━━ Text excerpt ━━
Direct targeting of civilians

Civilians remained at risk of targeted attacks and killings in Mogadishu. During Ramadan in July, recorded assassination attempts reached their highest level since al-Shabaab lost control of most parts of Mogadishu in 2010. On 27 July, a businessman was shot and killed by unknown armed men in his shop in Bakara market. On 23 September, a woman was shot and killed in Heliwa district. She had worked as a cook for SNAF forces in Mogadishu.

Al-Shabaab factions continued to torture and unlawfully kill people they accused of spying or not conforming to their strict interpretation of Islamic law. They killed people in public, including by stoning, and carried out amputations and floggings. They continued to impose restrictive behavioural codes on women and men. On 27 September, a woman was allegedly stoned to death in Barawe, a town in Lower Shabelle, on suspicion of marrying more than one husband. She was reportedly buried up to her neck and stoned to death by hooded men in front of a crowd. On 2 June, according to reports, al-Shabaab executed three men accused of being spies for the SFG and the Kenyan and US governments. The men were executed by firing squad in a park in Barawe in front of a gathering of several hundred people.[1]

Unlawful killings, extortion, arbitrary arrests and rape continued to be carried out by government forces and aligned militia, in part as a result of poor discipline and lack of command control. On 25 August, an SNAF soldier reportedly shot and killed a minibus driver in Afar-Irdood area, Xamar Weyne District, after the driver refused to pay extortion money.

Child soldiers

Children continued to suffer grave abuses by all parties to the armed conflict. Al-Shabaab continued to target children for recruitment and forced marriage, and attacked schools. Government-affiliated militias were again accused of recruiting and using child soldiers. Implementation of the two action plans signed by the government in 2012 to end and prevent the recruitment and use of child soldiers, as well as the killing and maiming of children, was outstanding and children remained in the armed forces. The Minister of Defence and Minister of National Security signed standard operating procedures for handling children formerly associated with armed groups.

The SFG had not ratified the Convention on the Rights of the Child and its Optional Protocols by the end of the year, despite its commitments to ratify the conventions.

Internally displaced people, asylum-seekers and refugees

Over 1 million people in Somalia were in crisis and an additional 2.1 million people were in need of assistance. For the first time since the 2011 famine, food security began deteriorating rapidly. Insecurity and fighting reportedly caused over 60% of new displacement in 2014. Trade routes were heavily disrupted due to the SNAF and AMISOM military offensives; al-Shabaab blocked supply routes, causing major disruption to the work of humanitarian organizations trying to access towns. This led to sharp increases in food prices. These issues combined placed Somalia at significant risk of sliding back into a state of emergency.

In Mogadishu, tens of thousands of people were forcibly evicted from government and private property. Many of them moved to the outskirts of Mogadishu, including the Afgooye corridor, where there was little security provision or access to services. There were reports of increases in rape and other forms of sexual violence against women and girls in these areas. An IDP policy framework drafted in April was not adopted.
━━━
- _Written task 1_: Condense the paragraph in the Somalia text that begins "Civilians remained at risk" into a short bulleted list, keeping its main facts.
- _Written task 2_: List every date in the Somalia text that gives both a day and a month, in the order they appear.
━━ Given entries ━━
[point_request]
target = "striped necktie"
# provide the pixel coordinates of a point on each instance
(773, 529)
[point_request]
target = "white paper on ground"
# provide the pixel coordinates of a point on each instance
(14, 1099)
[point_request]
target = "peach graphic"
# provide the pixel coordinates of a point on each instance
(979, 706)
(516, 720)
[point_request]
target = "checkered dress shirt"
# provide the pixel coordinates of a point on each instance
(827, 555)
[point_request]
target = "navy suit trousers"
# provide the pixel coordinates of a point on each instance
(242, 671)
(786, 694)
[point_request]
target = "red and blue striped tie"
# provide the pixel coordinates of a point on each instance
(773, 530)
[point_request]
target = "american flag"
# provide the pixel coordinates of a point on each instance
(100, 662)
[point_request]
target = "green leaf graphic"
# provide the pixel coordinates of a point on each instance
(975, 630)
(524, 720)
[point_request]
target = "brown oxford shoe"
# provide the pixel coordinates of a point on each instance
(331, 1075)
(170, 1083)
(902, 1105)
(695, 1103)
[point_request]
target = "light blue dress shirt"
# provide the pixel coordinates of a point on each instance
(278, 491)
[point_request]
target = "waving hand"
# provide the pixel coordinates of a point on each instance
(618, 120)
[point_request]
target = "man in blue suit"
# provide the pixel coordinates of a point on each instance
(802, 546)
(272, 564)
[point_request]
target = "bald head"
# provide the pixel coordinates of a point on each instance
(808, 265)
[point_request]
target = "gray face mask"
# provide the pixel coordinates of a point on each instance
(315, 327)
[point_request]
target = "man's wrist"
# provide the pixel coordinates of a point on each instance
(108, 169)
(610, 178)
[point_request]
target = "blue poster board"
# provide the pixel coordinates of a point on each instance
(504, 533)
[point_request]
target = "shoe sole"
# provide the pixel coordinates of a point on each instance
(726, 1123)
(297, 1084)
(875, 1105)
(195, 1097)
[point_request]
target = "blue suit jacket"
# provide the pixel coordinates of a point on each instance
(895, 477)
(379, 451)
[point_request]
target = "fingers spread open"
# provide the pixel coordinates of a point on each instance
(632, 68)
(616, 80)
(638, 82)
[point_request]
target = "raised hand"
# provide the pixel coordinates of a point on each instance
━━━
- _Worked solution 1_:
- Civilians in Mogadishu still faced targeted attacks and killings.
- Recorded assassination attempts during Ramadan in July were the highest since al-Shabaab lost control of most of Mogadishu in 2010.
- 27 July: unknown armed men shot and killed a businessman in his shop in Bakara market.
- 23 September: a woman who had worked as a cook for SNAF forces was shot and killed in Heliwa district.

- _Worked solution 2_:
- 27 July
- 23 September
- 27 September
- 2 June
- 25 August